**Requirement:** Please write out exactly the lines of the data below from the line holding "Return the segmentation of every instance of the white" through the line holding "Return the segmentation of every instance of the parking", and leave out the rest.
● ● ● ● ●
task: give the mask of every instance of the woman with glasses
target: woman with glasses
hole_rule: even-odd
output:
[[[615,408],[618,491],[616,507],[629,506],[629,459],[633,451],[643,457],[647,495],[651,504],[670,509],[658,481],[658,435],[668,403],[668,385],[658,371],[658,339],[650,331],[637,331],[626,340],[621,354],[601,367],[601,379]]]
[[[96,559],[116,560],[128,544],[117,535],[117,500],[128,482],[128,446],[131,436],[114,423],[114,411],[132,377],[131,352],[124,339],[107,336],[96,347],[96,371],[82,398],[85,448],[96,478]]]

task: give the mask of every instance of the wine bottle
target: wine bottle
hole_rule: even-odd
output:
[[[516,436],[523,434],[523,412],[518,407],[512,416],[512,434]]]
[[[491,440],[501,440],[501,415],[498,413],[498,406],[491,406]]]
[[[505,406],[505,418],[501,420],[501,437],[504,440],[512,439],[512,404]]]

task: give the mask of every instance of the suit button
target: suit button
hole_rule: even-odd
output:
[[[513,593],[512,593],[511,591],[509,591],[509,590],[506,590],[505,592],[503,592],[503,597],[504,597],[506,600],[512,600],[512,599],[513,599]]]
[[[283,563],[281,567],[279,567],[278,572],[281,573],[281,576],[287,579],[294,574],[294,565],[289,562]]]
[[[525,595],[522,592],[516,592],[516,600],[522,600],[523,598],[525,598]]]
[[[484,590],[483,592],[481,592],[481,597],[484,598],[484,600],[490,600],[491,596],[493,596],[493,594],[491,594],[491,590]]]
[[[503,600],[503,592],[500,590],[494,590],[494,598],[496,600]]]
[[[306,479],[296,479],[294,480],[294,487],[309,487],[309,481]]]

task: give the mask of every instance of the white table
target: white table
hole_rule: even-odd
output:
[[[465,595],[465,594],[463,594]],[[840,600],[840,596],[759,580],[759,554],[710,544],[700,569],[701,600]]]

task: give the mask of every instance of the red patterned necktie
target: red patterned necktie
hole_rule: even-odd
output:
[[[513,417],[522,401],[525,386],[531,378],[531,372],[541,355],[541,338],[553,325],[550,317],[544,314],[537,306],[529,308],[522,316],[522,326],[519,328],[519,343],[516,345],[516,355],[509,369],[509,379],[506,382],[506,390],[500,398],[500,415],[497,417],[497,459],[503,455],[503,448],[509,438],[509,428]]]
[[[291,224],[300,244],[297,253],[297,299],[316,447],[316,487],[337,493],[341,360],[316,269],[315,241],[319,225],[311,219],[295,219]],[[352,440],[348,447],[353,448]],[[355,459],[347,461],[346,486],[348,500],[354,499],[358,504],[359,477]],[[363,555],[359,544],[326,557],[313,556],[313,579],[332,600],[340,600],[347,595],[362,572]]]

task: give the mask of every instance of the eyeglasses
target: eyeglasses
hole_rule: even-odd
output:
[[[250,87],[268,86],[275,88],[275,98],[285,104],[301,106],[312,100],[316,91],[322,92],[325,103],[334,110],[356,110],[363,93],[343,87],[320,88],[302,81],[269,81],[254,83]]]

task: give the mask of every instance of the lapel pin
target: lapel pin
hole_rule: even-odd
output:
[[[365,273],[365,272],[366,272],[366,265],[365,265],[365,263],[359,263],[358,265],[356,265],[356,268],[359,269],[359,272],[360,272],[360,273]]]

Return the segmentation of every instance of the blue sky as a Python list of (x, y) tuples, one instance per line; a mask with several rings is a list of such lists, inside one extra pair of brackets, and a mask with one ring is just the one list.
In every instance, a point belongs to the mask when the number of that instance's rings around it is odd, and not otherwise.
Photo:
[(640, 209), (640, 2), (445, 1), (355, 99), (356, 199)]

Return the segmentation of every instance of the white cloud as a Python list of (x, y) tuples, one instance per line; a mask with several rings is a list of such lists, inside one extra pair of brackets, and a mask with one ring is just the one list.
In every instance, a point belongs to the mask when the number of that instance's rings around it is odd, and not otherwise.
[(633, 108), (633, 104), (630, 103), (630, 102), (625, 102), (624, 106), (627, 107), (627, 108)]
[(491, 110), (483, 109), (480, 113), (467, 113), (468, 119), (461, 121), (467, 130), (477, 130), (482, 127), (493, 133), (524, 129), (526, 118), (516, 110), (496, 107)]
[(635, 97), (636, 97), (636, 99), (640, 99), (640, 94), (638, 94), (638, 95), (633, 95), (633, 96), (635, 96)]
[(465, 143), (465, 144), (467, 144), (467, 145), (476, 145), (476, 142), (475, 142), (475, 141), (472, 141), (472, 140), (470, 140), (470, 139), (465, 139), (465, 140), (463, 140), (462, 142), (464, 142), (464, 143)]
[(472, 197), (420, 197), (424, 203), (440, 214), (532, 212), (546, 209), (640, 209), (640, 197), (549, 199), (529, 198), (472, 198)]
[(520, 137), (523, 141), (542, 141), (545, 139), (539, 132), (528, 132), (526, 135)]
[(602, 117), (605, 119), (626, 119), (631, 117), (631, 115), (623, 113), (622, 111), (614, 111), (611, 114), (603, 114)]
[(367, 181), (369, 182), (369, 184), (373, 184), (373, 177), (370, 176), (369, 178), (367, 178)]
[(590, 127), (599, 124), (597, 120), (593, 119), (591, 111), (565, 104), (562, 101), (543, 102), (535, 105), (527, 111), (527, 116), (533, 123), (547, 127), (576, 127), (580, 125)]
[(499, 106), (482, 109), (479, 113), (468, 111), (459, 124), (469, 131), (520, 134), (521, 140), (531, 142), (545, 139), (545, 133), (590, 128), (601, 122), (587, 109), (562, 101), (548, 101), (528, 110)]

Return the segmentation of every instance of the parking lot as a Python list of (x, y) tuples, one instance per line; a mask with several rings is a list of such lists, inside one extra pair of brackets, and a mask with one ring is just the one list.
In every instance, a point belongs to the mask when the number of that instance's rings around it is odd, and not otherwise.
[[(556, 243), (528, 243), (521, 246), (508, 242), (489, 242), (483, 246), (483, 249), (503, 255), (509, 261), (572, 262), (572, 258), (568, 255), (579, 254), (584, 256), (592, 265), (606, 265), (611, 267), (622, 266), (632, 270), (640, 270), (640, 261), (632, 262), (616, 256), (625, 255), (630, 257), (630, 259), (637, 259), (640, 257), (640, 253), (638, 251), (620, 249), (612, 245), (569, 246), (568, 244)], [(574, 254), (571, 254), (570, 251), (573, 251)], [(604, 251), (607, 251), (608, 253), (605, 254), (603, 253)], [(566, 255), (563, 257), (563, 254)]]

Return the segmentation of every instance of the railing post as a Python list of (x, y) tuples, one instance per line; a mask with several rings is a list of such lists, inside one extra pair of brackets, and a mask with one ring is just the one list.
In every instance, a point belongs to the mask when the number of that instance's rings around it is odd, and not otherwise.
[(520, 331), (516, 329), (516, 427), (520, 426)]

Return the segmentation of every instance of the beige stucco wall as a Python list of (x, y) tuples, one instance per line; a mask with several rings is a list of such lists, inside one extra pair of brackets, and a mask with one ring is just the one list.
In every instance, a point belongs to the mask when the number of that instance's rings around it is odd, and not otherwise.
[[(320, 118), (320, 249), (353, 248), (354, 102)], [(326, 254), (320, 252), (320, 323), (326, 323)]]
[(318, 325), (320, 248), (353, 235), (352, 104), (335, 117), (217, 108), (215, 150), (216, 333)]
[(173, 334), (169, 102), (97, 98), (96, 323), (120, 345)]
● ● ● ● ●
**Reply:**
Return the segmentation of every instance of the white cloud as a Python list of (x, y) tuples, one instance per line; a mask with several rings is a list of such lists, inside one extra pair of brackets, and a mask with one ring is just the one list.
In every instance, a point belongs to the mask when the number of that instance's rings around it is odd, and not otherwise.
[(633, 108), (633, 104), (630, 103), (630, 102), (625, 102), (624, 106), (627, 107), (627, 108)]
[(491, 110), (483, 109), (480, 113), (467, 113), (468, 119), (461, 121), (467, 130), (477, 130), (482, 127), (493, 133), (524, 129), (526, 118), (516, 110), (496, 107)]
[(635, 97), (636, 97), (636, 99), (640, 99), (640, 94), (638, 94), (638, 95), (633, 95), (633, 96), (635, 96)]
[(465, 143), (465, 144), (467, 144), (467, 145), (476, 145), (476, 142), (475, 142), (475, 141), (472, 141), (472, 140), (470, 140), (470, 139), (465, 139), (465, 140), (463, 140), (462, 142), (464, 142), (464, 143)]
[(472, 197), (420, 197), (424, 203), (440, 214), (532, 212), (546, 209), (640, 209), (640, 197), (549, 199), (529, 198), (472, 198)]
[(520, 137), (523, 141), (542, 141), (545, 139), (539, 132), (528, 132), (526, 135)]
[(602, 117), (605, 119), (626, 119), (631, 117), (631, 115), (623, 113), (622, 111), (614, 111), (611, 114), (603, 114)]
[(367, 181), (369, 182), (369, 184), (373, 184), (373, 177), (370, 176), (369, 178), (367, 178)]
[(590, 127), (599, 124), (597, 120), (593, 119), (591, 111), (565, 104), (562, 101), (543, 102), (535, 105), (527, 111), (527, 116), (533, 123), (547, 127), (576, 127), (580, 125)]
[(499, 106), (482, 109), (479, 113), (468, 111), (459, 124), (469, 131), (520, 134), (521, 140), (531, 142), (545, 139), (545, 133), (590, 128), (601, 122), (587, 109), (562, 101), (548, 101), (528, 110)]

Return the segmentation of every instance of the parking lot as a Python list of (x, y) tuples, one instance per line; a mask with several rings is a list of such lists, inside one extra pair of brackets, and a mask with one ring is just the one list.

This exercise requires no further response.